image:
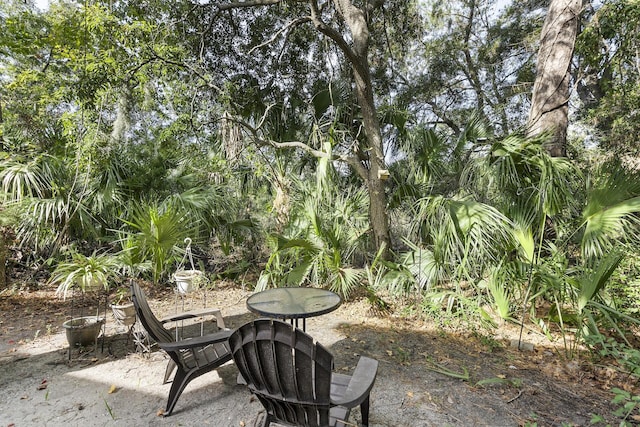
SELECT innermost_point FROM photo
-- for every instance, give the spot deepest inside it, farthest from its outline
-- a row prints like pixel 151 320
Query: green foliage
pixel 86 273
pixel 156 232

+++

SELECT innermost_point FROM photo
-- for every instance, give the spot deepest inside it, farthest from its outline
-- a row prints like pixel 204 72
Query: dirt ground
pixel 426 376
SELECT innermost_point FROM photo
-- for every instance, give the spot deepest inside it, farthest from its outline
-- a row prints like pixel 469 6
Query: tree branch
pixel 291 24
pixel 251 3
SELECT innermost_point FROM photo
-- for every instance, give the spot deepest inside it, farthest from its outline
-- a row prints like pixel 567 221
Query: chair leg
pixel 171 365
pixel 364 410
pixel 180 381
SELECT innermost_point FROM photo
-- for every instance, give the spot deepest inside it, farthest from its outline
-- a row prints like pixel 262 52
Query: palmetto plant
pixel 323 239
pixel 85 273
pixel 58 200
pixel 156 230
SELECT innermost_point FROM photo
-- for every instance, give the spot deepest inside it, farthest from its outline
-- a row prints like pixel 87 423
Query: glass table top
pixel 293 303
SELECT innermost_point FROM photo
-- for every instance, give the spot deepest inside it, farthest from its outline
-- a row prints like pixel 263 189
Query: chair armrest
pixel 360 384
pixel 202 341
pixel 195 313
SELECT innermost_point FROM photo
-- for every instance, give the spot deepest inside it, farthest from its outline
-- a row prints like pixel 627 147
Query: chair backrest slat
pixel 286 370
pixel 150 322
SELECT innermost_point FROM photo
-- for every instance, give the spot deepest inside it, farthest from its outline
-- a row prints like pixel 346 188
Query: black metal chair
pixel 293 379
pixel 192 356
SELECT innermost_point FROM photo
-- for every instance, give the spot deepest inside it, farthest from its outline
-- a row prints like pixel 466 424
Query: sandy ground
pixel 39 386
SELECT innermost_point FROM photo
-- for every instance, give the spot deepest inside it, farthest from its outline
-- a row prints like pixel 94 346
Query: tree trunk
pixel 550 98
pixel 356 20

+++

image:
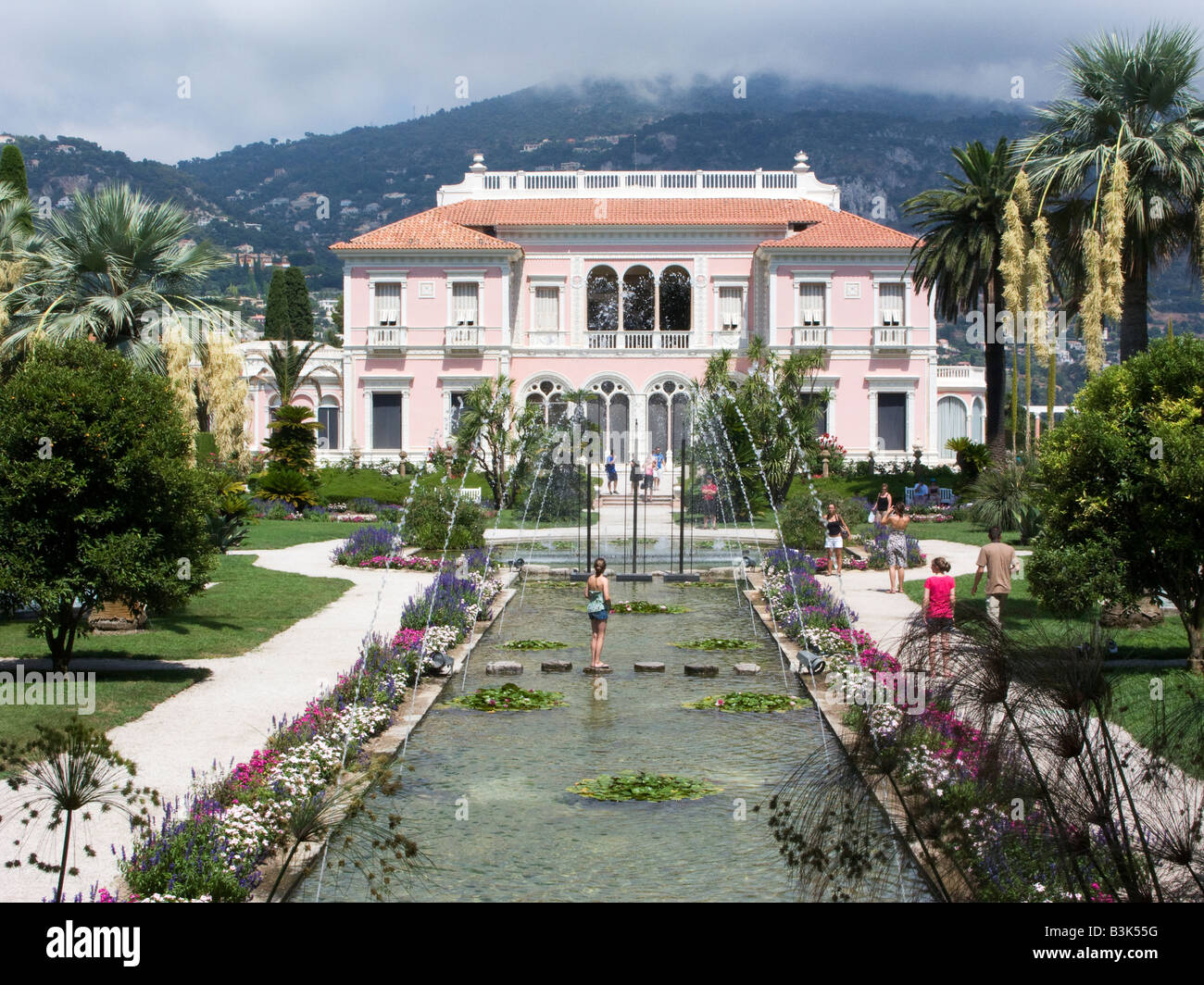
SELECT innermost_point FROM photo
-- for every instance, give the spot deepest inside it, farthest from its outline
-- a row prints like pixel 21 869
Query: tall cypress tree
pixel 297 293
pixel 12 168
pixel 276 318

+++

Return every line from the material that contains the word "prints".

• **Response area**
-- a row prints like pixel 151 320
-- a row prints like pixel 204 72
-- a row prints like pixel 469 6
-- a row prints like pixel 567 221
-- a row prints like pixel 262 52
-- a row prints like pixel 87 423
-- a row prints like pixel 263 189
-- a row prints like pixel 627 147
-- a row prints like pixel 346 188
-- a row prints like pixel 466 424
-- a row prints like pixel 94 346
-- a row prints like pixel 21 869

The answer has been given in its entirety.